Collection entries
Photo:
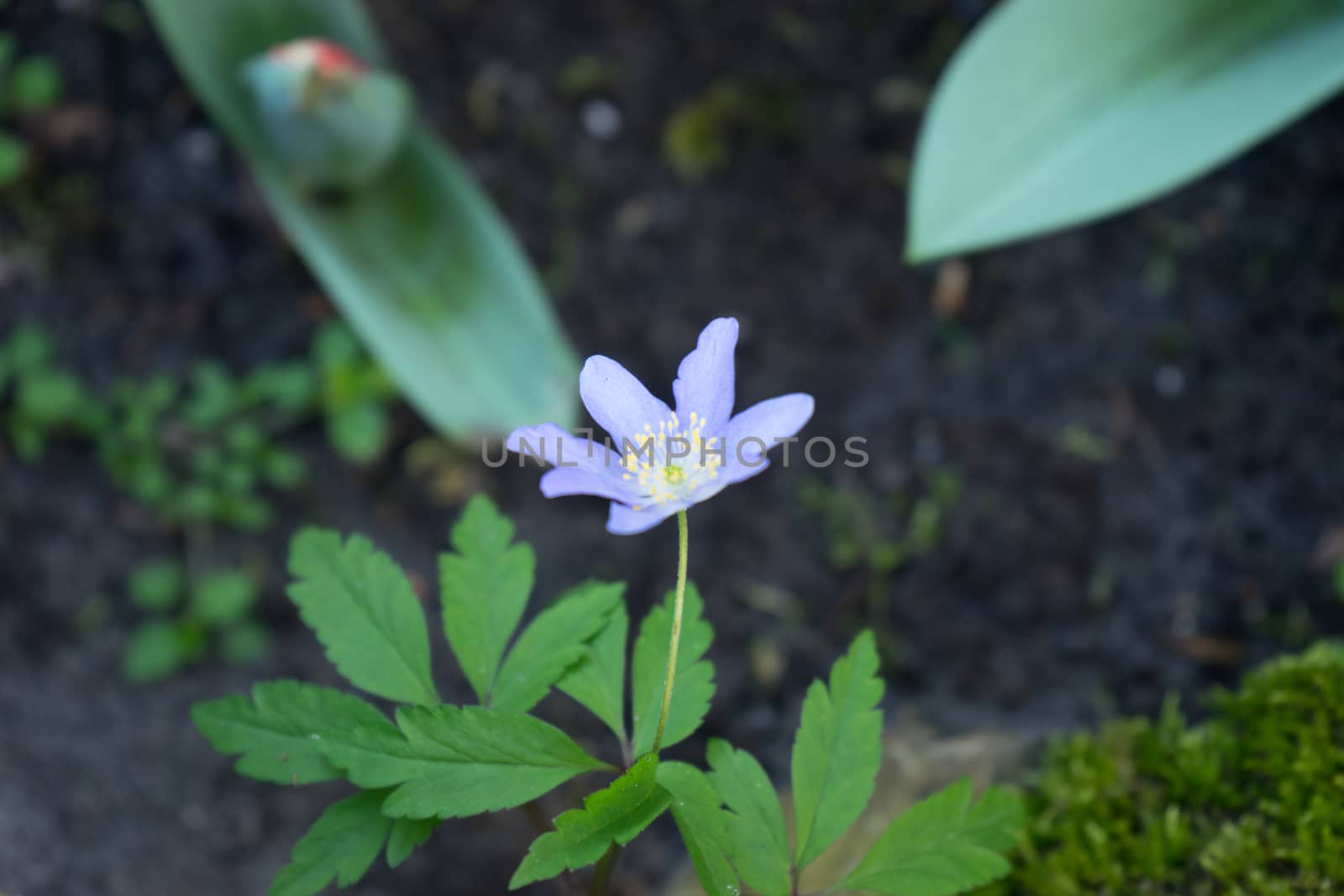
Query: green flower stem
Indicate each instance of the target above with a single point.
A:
(676, 627)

## Requirement
Reproduce without change every line of the entries above, from the one containing "Query: green flower stem" through the last.

## Exercise response
Query: green flower stem
Indicate each instance of the target above with a single point.
A:
(676, 627)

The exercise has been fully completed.